■ Estratto della pagina ■
In sintesi, contro il decreto di revoca,
emesso dal Tribunale di Napoli, dall’incarico di curatore del Fallimento della
Gestin Sud s.a.s, dichiarato nel 2009 e di altri dieci incarichi di curatore di
altrettante procedure concorsuali (otto delle quali iniziate prima dell’entrata
in vigore del d.lgs. n. 5/06), il ricorrente, dott. G.A., propose undici
distinti reclami che, previa precisazione formulata dal collegio giudicante
dell’intrinseca pluralità dei procedimenti, furono riuniti e decisi dalla Corte
d’Appello di Napoli con decreto del 28.03.2011. La corte esaminò nel merito, e
respinse, il reclamo proposto da G.A. contro il decreto di revoca dall’incarico
di curatore del Fallimento Gestin; mentre quanto ai reclami con i quali il
ricorrente si doleva della revoca dagli ulteriori incarichi, dichiarò
inammissibili quelli proposti contro i provvedimenti, non impugnabili, assunti
dal tribunale nell’ambito dei fallimenti soggetti alla disciplina anteriore all’entrata
in vigore del D.lgs. 5/06, mentre accolse quelli proposti contro i
provvedimenti assunti nei due fallimenti soggetti alla disciplina riformata.
Da qui, il ricorso straordinario
per cassazione, ex. art. 111, 7 comma Cost. avverso il decreto e affidato a tre
motivi di doglianza, ultimo dei quali volto a contestare l’esistenza dei presupposti
di fatto e di diritto per la revoca dall’incarico di curatore del Fallimento.
Il Fallimento della Gestin s.a.s.
ha replicato con controricorso con il quale ha eccepito in via preliminare
l’inammissibilità del ricorso.
Gli altri Fallimenti intimati non
hanno svolto attività difensiva.
All’uopo la Corte di Cassazione,
in accoglimento dell’eccezione di inammissibilità del ricorso, svolta in via
preliminare dal Fallimento Gestin, ha espresso il principio di diritto oggetto
di argomentazione chiarendo in modo lineare i motivi di tale inammissibilità.
La Corte precisa, infatti, che
nel vigore della legge fallimentare anteriore alla riforma introdotta dal d. lgs.

■ Compito 1 ■
Ricopia fedelmente i record partendo dalla riga che contiene "of the vegetation" e arrivando alla fine dei record, estremi inclusi. Ometti le immagini.

■ Dati del compito ■
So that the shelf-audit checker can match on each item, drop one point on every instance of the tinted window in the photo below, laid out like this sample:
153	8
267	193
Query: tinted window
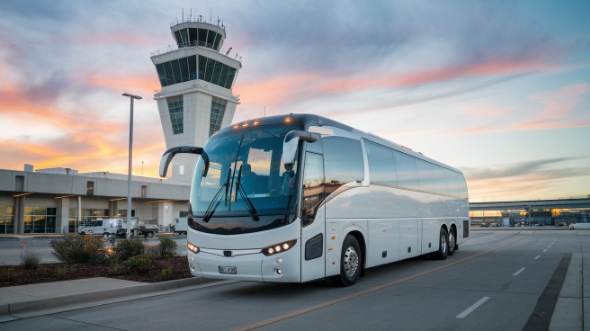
313	186
406	170
426	176
381	164
343	161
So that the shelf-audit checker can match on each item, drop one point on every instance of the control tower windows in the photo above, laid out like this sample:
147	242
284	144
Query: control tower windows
217	112
202	66
185	69
175	106
190	37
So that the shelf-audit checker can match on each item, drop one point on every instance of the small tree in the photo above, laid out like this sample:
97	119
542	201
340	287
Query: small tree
128	248
167	247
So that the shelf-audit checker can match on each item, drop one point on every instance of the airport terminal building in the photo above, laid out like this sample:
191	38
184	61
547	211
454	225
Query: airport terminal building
194	102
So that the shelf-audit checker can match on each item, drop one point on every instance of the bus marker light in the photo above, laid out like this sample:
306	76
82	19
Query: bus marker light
192	248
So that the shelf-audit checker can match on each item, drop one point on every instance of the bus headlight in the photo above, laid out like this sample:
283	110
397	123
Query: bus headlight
192	248
279	248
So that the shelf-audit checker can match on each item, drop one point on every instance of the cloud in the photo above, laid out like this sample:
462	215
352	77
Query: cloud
544	178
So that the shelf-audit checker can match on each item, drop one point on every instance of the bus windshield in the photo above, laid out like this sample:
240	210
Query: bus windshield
244	187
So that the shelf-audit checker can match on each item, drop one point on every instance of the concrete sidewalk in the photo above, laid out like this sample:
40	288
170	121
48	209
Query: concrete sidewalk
44	298
570	311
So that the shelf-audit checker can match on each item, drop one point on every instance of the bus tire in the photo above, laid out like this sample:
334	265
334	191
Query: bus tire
443	247
452	242
350	262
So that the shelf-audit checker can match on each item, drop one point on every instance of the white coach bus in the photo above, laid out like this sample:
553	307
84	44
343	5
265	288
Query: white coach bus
300	197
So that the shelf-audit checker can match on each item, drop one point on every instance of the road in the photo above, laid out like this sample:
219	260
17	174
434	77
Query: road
496	281
12	249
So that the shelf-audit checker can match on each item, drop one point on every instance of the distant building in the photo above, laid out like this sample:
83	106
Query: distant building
559	212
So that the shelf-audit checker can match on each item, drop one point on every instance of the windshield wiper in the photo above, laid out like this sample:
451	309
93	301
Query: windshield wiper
240	190
216	200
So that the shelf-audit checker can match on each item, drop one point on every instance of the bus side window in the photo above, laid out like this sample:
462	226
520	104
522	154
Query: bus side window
344	161
313	186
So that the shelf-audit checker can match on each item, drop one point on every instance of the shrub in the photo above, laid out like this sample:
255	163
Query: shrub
128	248
167	247
141	263
31	260
78	249
166	274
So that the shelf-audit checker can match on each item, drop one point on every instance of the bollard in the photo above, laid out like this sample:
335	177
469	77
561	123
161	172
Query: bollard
23	249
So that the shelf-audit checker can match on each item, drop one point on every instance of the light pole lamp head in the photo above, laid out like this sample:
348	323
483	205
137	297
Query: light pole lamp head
132	96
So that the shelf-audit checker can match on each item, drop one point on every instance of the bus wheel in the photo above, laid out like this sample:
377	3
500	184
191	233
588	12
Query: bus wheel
443	248
350	262
452	242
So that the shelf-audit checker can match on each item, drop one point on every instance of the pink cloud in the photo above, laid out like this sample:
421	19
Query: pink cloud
144	84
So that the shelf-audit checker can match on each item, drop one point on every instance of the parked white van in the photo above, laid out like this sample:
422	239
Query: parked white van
105	227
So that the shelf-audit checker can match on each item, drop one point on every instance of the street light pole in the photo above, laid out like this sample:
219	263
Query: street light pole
131	97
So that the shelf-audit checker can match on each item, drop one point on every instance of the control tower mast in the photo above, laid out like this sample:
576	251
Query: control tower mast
196	99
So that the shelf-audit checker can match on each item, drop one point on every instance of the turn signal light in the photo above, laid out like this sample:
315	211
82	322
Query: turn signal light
192	248
278	248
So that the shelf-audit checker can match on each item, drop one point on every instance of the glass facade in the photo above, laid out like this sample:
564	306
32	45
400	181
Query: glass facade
189	37
175	107
89	215
534	217
40	220
6	219
185	69
217	112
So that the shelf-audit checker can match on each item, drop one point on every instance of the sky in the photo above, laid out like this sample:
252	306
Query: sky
497	89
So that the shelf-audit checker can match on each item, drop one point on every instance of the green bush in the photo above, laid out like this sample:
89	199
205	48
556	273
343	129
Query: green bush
78	249
166	274
167	247
128	248
141	263
31	260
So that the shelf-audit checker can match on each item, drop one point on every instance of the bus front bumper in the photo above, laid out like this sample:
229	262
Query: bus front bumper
245	265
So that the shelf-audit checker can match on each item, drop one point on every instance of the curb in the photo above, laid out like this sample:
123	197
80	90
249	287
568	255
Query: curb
9	309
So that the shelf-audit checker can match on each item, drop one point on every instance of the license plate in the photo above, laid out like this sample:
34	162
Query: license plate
228	270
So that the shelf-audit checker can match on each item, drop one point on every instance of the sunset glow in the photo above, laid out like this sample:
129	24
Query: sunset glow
500	90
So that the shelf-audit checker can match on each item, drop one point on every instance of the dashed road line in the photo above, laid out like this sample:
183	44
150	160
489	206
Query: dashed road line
473	307
518	271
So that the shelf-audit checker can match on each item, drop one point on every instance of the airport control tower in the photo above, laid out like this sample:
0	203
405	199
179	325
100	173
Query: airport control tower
196	99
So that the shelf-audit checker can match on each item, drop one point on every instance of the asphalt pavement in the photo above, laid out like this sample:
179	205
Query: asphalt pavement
41	299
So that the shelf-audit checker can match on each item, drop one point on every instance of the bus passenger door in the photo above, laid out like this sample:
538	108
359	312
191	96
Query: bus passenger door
313	219
409	238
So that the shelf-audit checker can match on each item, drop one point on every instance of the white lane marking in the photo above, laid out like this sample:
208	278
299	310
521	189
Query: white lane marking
473	307
519	271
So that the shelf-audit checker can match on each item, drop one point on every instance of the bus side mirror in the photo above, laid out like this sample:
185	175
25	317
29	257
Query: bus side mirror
169	155
290	145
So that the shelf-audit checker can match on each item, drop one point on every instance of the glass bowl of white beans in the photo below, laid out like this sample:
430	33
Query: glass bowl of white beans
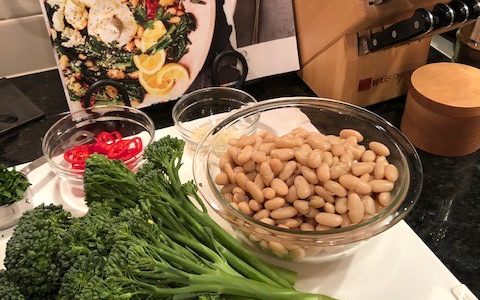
314	182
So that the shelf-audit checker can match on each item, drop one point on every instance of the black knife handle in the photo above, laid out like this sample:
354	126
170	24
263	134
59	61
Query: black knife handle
420	23
474	8
443	15
461	9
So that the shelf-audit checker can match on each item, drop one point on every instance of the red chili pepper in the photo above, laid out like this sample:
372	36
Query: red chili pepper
105	137
116	135
152	7
118	149
110	144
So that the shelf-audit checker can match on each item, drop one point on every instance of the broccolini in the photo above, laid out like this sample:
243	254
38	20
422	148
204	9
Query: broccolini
31	255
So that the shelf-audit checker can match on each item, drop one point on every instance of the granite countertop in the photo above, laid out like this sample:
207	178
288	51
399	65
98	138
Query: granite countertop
445	217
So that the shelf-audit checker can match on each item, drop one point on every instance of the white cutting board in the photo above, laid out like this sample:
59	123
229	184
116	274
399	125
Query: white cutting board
393	265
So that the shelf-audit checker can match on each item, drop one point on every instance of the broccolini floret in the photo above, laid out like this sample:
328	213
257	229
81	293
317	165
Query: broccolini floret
8	290
31	255
108	180
92	234
79	283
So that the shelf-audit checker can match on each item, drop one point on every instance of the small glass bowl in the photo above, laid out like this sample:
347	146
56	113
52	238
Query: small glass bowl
329	117
11	213
197	112
81	127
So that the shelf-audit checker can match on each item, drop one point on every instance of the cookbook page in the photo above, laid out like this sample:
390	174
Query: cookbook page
155	49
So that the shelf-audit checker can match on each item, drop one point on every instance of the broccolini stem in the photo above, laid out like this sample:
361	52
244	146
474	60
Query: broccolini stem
281	276
236	286
214	257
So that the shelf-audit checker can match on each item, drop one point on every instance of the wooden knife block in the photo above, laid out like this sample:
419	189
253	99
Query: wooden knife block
327	33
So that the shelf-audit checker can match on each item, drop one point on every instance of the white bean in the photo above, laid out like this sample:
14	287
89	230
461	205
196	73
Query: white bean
245	154
267	173
222	179
277	248
323	172
266	147
264	213
368	156
339	169
379	148
269	193
307	227
276	165
327	157
329	207
287	170
255	191
224	160
317	142
335	188
246	140
259	182
316	202
391	173
259	156
280	187
379	170
345	133
329	220
379	186
230	173
284	213
292	194
309	174
341	205
384	198
361	168
268	221
314	159
356	209
254	205
249	166
322	192
274	203
369	205
245	208
301	184
301	206
283	154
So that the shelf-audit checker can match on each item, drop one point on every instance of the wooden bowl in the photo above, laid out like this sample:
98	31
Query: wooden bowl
442	113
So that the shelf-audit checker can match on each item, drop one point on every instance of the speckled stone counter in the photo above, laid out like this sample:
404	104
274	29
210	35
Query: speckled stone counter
446	216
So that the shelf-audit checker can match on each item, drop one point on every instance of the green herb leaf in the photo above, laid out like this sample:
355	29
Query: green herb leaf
13	185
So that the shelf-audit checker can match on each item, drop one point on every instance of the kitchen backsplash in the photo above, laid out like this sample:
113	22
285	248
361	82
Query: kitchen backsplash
24	42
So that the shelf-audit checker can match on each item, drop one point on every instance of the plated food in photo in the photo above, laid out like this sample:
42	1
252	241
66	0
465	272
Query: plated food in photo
142	44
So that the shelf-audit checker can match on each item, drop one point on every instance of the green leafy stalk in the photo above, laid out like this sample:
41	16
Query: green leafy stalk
13	185
166	155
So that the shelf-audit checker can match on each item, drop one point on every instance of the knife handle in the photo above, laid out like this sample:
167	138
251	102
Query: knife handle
420	23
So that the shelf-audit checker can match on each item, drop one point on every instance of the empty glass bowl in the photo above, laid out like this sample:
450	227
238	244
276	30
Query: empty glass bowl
81	127
196	113
281	116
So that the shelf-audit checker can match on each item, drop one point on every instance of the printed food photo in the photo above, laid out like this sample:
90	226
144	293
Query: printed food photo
154	49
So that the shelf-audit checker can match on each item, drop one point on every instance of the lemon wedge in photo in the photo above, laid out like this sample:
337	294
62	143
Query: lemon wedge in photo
172	72
152	35
153	86
150	64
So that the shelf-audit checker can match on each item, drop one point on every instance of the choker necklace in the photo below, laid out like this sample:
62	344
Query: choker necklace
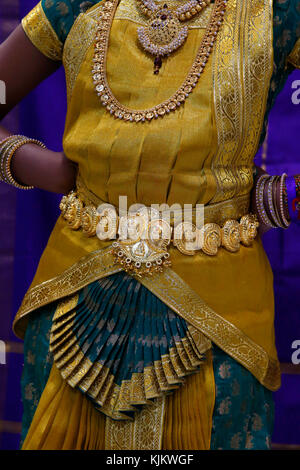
164	33
109	101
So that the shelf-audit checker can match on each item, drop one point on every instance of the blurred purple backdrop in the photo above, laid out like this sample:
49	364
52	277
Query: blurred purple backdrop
28	217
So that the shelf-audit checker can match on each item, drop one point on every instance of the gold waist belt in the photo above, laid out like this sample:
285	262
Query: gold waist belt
141	238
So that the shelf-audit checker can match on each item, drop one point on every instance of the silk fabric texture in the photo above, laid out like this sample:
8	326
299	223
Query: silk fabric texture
174	155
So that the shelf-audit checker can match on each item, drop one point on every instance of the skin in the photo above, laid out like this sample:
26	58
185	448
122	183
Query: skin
31	165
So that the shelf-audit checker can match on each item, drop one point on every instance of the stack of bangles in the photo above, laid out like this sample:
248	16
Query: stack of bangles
277	197
271	201
8	148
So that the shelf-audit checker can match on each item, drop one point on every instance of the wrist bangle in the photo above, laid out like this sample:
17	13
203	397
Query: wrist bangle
293	199
261	182
271	202
7	152
284	220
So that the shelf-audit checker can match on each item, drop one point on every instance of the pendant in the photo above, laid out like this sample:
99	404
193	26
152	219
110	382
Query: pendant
163	34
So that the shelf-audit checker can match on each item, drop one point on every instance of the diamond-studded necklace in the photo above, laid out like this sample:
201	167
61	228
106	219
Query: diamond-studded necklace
164	32
109	101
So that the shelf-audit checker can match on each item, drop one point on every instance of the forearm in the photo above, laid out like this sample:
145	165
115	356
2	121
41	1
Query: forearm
32	165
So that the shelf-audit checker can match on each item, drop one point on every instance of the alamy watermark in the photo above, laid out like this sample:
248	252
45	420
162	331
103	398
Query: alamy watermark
139	222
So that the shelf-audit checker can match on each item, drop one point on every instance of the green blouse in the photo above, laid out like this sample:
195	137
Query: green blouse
286	32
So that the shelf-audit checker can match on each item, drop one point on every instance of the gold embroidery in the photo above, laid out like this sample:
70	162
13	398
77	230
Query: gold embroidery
82	34
96	380
76	46
41	34
213	213
175	293
294	57
88	269
144	433
243	55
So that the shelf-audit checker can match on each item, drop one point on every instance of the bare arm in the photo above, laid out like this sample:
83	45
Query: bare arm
22	68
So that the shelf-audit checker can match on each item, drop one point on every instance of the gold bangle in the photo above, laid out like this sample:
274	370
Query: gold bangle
8	153
4	149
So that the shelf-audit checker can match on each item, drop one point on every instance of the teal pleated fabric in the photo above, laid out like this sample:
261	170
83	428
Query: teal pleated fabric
119	309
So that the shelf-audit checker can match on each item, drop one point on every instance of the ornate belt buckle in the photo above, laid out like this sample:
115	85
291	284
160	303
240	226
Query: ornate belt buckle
142	244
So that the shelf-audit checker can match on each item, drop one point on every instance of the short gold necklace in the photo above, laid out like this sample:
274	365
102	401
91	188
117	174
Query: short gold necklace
109	101
164	32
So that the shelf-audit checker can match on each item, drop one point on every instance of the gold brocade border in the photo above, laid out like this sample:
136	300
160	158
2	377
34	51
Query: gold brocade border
242	67
294	57
88	269
41	34
144	433
96	380
175	293
82	34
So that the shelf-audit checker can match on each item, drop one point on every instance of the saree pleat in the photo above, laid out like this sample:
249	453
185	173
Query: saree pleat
189	411
197	406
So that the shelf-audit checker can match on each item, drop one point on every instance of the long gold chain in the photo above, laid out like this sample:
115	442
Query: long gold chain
109	101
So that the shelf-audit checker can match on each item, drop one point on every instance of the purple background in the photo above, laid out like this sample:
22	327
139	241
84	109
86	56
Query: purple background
28	217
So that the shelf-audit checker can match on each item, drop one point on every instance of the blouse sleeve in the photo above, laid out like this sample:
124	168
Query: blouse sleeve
48	24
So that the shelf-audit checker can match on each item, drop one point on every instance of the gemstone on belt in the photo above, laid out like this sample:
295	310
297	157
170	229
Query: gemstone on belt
141	239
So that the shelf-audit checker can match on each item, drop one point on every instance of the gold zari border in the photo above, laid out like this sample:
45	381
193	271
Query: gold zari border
175	293
144	433
96	380
41	34
242	68
217	213
88	269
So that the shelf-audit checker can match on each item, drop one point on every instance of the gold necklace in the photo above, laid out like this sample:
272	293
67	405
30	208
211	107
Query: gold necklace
109	101
164	33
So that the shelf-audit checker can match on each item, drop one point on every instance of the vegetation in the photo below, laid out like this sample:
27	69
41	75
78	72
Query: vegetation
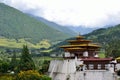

■ Compito 2 ■
Rispondi a queste domande in base all'estratto sulla revoca del curatore:
(a) Quale corte riunì e decise gli undici reclami, e con decreto di quale data?
(b) A quanti motivi di doglianza è affidato il ricorso straordinario per cassazione?
(c) Quale parte ha eccepito in via preliminare l'inammissibilità del ricorso?

■ Risposta 1 ■
So that the shelf-audit checker can match on each item, drop one point on every instance of the vegetation in the photo below, laid out like this sample:
27	69
41	75
78	72
Query: vegetation

■ Risposta 2 ■
(a) La Corte d'Appello di Napoli, con decreto del 28.03.2011.
(b) A tre motivi.
(c) Il Fallimento della Gestin s.a.s., con controricorso.